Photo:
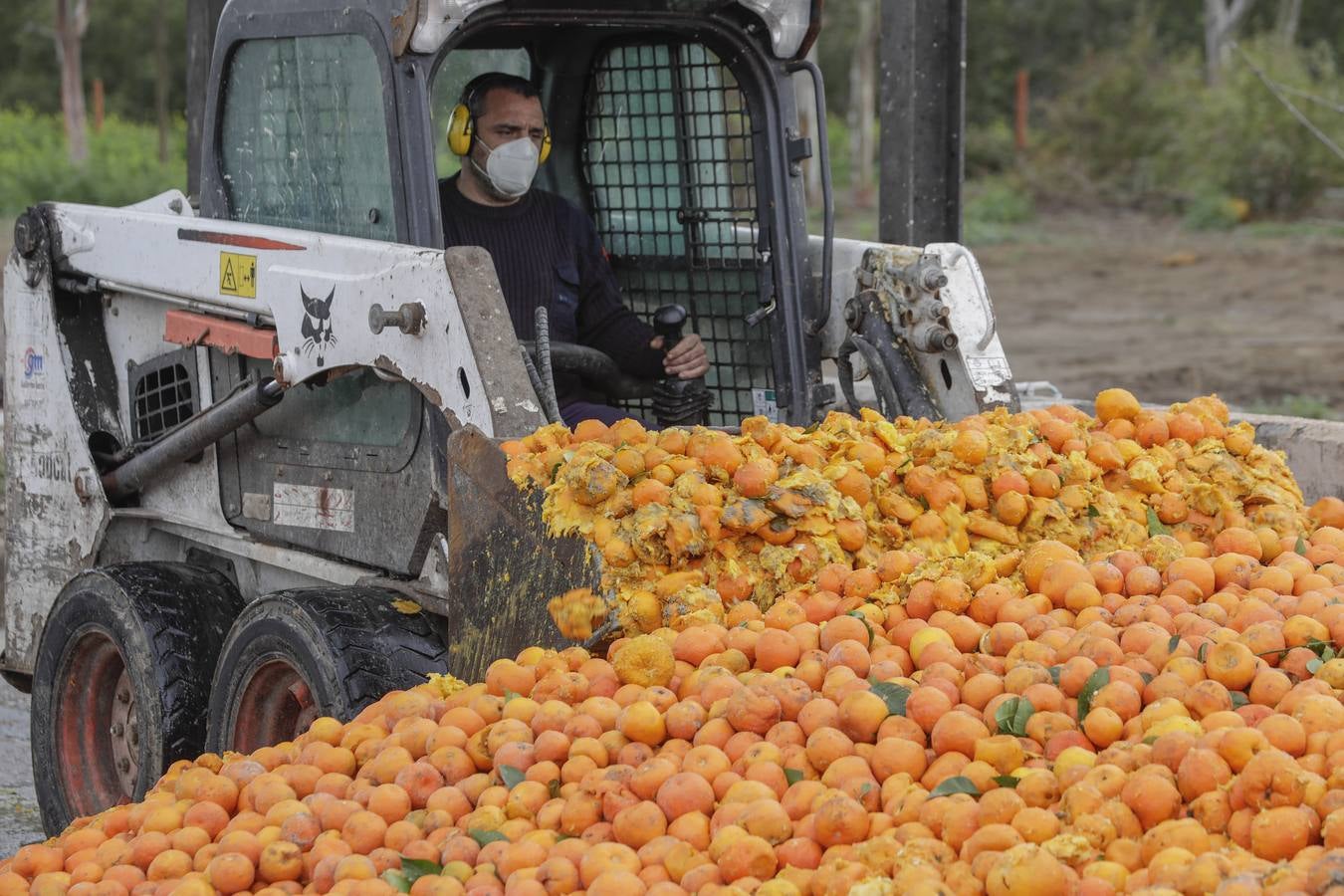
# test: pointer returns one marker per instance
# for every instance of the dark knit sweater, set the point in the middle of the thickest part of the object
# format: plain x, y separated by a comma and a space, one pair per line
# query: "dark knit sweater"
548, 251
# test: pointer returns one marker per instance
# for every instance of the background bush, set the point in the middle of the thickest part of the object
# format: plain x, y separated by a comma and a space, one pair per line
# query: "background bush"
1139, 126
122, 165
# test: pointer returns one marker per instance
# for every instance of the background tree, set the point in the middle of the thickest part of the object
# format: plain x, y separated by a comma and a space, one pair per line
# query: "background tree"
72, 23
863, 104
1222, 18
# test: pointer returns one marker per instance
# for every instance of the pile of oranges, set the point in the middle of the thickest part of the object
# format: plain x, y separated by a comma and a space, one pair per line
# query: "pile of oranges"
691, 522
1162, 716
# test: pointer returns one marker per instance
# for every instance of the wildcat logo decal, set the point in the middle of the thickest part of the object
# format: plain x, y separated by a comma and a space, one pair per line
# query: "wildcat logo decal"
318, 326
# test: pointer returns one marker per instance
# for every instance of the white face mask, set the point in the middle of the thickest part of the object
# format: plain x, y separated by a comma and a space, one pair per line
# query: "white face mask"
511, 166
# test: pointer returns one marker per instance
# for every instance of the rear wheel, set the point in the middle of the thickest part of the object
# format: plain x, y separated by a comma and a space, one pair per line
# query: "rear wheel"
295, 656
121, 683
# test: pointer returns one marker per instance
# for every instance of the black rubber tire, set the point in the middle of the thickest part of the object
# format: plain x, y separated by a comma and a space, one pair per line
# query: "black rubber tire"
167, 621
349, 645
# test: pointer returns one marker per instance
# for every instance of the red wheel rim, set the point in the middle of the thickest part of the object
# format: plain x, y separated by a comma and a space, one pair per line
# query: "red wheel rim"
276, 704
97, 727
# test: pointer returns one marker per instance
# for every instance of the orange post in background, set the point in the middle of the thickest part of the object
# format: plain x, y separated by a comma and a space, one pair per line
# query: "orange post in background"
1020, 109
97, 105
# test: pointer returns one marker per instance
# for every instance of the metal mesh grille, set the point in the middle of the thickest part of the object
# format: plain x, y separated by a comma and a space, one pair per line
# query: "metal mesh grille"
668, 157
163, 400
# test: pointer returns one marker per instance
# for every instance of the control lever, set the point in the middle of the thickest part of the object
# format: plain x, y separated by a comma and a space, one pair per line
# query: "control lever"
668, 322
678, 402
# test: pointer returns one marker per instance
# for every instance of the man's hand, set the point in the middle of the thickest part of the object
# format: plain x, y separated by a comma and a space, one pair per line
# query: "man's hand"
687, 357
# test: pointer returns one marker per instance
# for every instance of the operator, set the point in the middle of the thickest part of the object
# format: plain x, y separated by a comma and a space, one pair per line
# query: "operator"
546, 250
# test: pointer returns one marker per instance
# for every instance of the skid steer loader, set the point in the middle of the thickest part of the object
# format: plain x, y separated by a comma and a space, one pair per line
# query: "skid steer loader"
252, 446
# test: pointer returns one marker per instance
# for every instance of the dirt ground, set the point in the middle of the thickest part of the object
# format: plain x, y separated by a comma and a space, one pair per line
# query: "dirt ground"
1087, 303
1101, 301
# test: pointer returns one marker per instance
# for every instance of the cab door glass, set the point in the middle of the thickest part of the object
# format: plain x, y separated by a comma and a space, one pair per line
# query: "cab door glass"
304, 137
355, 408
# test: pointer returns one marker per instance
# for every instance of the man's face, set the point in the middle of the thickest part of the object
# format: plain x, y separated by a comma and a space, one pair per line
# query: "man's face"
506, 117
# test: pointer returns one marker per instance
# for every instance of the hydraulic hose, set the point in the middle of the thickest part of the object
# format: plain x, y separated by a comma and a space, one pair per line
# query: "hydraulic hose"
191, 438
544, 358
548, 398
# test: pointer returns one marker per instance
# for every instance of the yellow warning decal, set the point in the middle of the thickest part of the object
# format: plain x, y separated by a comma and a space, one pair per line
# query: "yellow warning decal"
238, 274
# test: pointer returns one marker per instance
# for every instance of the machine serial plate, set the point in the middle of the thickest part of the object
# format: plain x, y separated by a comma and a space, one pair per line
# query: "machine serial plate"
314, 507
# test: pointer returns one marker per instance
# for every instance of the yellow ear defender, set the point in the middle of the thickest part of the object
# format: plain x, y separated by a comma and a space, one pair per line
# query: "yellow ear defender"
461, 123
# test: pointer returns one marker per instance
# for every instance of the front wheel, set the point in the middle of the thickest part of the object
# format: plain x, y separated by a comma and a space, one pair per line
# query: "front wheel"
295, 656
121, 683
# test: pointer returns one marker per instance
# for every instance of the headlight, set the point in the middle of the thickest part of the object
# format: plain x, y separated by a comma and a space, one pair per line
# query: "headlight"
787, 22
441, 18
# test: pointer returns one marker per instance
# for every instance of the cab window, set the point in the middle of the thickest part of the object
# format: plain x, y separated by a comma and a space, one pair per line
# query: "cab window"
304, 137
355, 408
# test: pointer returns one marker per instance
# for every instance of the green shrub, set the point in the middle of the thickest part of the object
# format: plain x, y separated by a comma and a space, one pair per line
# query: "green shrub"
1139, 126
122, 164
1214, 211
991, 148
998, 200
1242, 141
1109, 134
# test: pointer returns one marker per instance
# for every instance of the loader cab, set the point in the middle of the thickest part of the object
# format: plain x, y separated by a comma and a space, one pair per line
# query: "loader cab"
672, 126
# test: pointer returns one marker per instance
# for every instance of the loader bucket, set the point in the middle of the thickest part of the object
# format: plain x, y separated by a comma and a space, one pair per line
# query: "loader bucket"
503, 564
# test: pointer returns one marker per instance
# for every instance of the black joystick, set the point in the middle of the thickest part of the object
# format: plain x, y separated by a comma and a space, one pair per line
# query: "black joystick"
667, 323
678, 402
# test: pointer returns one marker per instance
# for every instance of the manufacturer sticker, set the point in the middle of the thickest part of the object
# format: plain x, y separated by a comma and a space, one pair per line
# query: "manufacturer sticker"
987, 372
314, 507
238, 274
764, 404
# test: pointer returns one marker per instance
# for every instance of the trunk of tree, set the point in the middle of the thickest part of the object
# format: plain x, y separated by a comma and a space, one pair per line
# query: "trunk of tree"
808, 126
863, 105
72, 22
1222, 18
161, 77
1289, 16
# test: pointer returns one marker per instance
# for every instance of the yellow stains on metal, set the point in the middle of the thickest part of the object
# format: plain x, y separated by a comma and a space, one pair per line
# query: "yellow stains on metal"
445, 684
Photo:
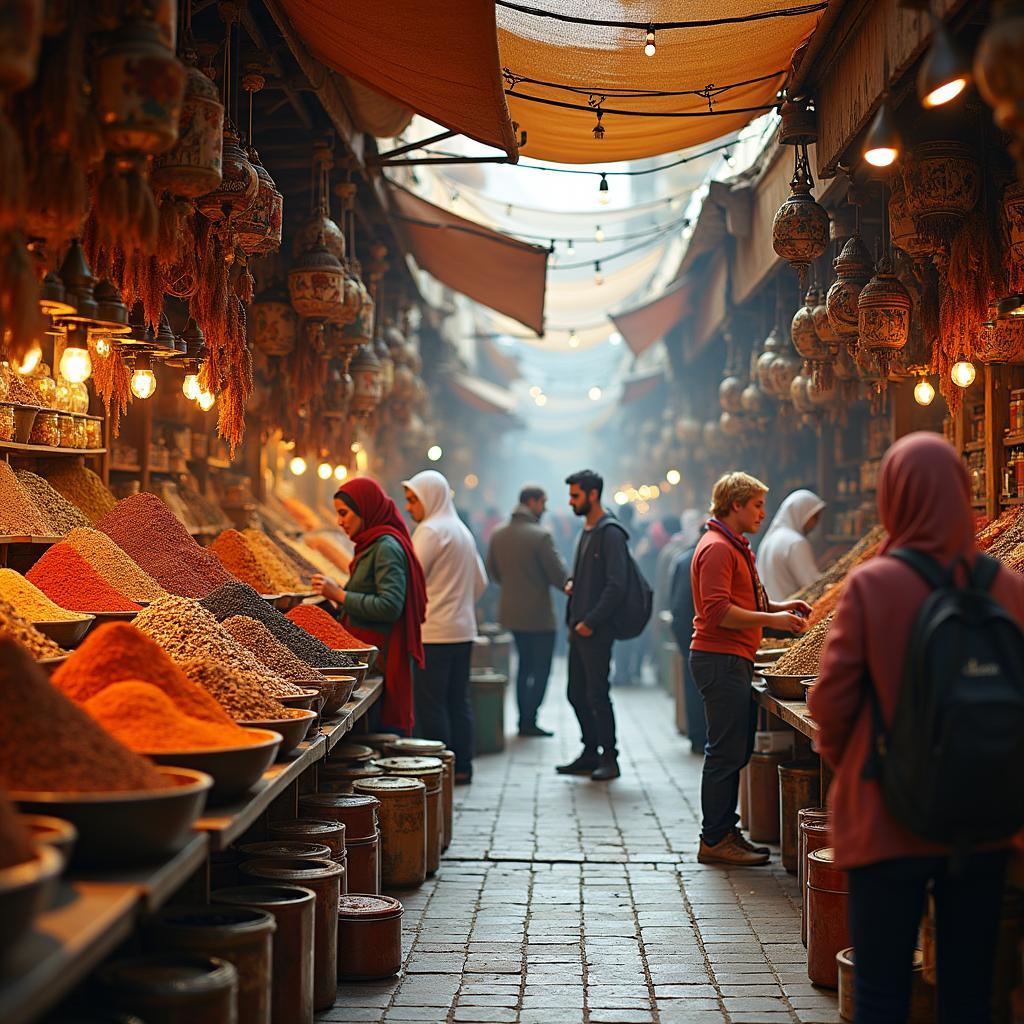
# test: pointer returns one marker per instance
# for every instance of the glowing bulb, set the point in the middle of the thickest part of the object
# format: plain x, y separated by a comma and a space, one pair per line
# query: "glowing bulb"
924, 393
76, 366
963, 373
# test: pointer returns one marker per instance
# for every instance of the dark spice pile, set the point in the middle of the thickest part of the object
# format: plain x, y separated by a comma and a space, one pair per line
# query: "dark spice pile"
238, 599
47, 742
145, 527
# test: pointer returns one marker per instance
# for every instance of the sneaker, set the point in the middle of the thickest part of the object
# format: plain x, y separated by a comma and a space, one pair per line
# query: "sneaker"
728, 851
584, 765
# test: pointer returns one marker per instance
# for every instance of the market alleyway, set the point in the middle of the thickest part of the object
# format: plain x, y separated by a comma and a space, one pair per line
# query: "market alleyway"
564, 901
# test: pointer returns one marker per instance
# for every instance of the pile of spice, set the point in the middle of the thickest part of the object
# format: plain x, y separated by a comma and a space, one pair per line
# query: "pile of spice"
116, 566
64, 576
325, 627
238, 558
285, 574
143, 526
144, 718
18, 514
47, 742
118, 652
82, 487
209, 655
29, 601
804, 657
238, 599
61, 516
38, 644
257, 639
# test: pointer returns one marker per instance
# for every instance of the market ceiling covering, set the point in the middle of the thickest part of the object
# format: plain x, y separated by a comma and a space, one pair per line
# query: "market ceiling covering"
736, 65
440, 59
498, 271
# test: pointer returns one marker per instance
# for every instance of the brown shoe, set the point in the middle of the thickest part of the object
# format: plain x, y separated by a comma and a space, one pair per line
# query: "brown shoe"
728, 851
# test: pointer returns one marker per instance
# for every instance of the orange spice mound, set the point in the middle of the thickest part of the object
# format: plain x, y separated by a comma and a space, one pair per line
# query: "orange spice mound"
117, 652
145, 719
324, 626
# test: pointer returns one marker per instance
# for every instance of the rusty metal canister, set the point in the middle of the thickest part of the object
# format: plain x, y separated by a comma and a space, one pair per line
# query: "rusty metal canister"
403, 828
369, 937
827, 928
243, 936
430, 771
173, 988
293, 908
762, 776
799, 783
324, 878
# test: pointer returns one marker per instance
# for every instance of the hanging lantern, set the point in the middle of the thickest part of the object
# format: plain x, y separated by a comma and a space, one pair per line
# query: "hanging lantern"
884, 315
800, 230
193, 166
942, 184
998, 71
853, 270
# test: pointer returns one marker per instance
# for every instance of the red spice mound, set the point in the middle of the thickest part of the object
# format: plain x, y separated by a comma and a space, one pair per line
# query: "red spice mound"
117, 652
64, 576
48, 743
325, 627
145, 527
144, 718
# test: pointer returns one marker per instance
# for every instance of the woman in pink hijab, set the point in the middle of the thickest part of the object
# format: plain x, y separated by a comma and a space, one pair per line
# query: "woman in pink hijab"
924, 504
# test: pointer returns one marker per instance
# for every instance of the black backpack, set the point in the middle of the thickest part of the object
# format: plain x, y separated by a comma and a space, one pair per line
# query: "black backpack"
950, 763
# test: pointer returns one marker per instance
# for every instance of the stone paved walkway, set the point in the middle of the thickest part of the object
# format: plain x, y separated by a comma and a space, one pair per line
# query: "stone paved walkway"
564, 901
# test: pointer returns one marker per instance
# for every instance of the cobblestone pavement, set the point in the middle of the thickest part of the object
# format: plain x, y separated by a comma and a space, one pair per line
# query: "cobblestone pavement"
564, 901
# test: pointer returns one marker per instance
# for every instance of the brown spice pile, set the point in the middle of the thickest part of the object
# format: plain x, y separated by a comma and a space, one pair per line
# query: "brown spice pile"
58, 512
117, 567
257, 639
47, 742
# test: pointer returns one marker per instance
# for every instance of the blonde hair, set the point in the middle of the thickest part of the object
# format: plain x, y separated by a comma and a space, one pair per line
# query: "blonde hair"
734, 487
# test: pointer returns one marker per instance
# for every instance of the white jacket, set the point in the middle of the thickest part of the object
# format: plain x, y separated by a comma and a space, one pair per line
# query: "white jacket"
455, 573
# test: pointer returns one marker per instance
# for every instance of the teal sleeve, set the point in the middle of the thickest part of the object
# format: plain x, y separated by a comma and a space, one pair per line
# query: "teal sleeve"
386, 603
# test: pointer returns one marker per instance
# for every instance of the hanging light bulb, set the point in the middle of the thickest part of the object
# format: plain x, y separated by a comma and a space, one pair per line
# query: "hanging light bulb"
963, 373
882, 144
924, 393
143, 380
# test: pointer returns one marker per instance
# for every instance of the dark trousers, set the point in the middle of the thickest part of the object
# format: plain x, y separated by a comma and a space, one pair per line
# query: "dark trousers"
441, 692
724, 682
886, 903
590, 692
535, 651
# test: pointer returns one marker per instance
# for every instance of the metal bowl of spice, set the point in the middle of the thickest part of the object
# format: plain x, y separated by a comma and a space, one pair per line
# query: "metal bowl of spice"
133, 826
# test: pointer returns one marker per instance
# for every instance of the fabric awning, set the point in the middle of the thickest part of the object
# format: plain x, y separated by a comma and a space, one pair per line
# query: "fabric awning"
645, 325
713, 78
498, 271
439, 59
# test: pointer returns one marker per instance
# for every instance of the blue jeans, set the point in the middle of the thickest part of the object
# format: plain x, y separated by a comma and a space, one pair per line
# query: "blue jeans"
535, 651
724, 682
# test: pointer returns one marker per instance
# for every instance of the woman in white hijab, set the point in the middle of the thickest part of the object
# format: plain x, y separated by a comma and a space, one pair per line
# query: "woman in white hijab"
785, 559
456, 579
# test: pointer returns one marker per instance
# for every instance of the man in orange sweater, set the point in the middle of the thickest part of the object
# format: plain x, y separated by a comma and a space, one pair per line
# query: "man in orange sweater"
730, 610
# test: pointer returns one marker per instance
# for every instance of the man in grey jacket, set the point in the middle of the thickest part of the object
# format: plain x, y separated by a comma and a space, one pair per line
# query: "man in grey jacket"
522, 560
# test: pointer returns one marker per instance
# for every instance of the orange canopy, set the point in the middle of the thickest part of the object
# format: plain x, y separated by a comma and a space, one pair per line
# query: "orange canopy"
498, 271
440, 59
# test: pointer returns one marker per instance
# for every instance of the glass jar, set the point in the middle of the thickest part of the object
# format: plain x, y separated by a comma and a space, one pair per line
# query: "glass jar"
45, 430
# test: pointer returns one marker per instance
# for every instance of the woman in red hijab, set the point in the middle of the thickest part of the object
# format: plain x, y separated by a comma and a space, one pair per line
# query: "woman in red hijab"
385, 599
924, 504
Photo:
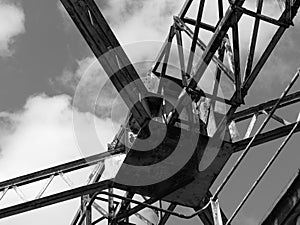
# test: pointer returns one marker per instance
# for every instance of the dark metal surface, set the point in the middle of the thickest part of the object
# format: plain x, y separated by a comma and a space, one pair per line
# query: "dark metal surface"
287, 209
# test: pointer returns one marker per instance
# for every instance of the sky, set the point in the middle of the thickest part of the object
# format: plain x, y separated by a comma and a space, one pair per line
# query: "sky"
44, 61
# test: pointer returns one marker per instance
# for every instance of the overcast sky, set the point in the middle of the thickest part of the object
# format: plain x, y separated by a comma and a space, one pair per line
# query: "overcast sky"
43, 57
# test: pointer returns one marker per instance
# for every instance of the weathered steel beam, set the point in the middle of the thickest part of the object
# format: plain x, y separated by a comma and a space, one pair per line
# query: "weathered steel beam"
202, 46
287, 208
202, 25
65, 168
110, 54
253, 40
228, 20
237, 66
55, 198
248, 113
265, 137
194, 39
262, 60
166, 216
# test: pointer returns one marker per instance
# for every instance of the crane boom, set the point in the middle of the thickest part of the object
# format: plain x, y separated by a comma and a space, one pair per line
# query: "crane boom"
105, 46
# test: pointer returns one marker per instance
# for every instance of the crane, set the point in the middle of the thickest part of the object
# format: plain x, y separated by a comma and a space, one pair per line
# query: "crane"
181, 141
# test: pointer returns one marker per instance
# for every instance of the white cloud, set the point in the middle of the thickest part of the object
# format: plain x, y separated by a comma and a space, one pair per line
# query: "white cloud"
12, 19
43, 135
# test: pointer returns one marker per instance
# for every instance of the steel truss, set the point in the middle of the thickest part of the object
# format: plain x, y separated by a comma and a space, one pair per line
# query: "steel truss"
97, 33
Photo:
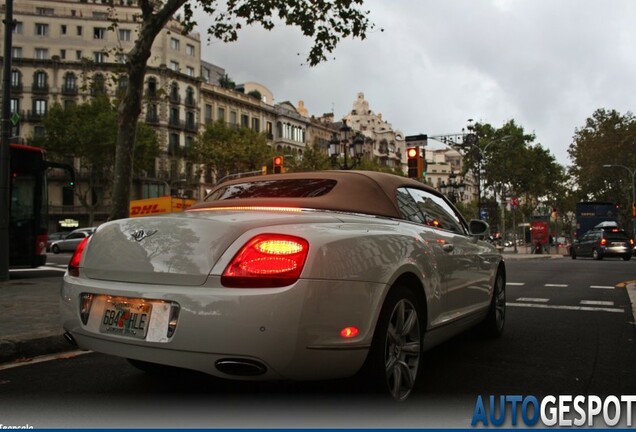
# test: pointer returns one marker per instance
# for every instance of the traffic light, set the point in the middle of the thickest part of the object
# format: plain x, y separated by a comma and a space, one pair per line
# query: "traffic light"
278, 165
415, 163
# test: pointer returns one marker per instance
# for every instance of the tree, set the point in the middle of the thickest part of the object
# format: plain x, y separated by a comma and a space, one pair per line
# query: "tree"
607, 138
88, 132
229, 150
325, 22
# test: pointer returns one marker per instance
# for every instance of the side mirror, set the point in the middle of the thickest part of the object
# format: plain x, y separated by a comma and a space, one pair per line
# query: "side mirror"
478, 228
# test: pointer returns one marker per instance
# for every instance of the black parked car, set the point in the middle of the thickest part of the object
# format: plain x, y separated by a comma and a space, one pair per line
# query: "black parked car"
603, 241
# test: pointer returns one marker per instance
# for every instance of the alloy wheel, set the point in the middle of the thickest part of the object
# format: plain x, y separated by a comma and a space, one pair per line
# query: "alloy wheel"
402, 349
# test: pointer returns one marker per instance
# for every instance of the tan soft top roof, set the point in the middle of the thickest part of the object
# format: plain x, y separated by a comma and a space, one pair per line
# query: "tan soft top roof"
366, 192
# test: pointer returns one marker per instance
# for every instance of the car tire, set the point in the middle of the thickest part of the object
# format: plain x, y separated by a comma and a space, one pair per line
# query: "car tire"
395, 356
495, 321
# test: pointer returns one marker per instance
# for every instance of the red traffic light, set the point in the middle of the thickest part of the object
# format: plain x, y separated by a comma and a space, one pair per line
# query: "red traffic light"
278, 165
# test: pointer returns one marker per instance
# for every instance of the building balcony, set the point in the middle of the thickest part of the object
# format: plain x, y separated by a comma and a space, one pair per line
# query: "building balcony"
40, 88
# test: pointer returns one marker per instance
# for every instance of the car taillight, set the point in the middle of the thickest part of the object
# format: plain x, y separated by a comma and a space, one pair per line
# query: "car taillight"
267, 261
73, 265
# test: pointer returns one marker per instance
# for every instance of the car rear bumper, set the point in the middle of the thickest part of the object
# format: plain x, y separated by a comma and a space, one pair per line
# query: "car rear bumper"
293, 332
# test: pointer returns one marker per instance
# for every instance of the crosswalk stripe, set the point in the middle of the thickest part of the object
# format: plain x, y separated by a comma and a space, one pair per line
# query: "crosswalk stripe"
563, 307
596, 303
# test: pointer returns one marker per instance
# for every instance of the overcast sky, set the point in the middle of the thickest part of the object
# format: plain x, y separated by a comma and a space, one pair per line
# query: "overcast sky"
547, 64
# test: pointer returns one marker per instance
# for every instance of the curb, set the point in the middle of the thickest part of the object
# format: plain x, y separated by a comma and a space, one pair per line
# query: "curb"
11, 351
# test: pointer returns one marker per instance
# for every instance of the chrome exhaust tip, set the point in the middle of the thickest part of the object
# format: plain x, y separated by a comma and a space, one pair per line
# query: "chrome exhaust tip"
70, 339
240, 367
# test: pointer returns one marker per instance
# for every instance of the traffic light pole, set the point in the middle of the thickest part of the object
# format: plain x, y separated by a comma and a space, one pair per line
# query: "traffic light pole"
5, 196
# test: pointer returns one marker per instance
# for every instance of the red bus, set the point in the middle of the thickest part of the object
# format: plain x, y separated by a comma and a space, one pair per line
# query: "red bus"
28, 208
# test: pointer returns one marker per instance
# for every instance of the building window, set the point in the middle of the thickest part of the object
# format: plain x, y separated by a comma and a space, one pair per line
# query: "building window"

Exercise | Copy out only the lines above from the one with "# for every instance of the brown spice" to the one with "# for every instance of the teal", inclusive, exactly as they stand.

Solution |
# for every instance of the brown spice pile, set the point in the middle of the thickest part of the object
# format: plain x, y separated by a comma and a space, one pair per line
# query: "brown spice pile"
58, 512
117, 567
257, 639
47, 742
# test: pointer returns one marker per instance
# for every instance of the blonde hair, set the point in the middle of the thickest part of the object
# format: plain x, y separated by a comma and a space, one pair per line
# query: "blonde hair"
734, 487
# test: pointer returns one marker per instance
# for every instance of the white jacket, set the point in the middle of the thickest part of the object
# format: plain x, y separated by a comma and a space, one pair per line
# query: "white jacket"
455, 573
# test: pointer returns one marker per instance
# for every instance of the teal sleeve, set the point in the middle of the thickest part of the object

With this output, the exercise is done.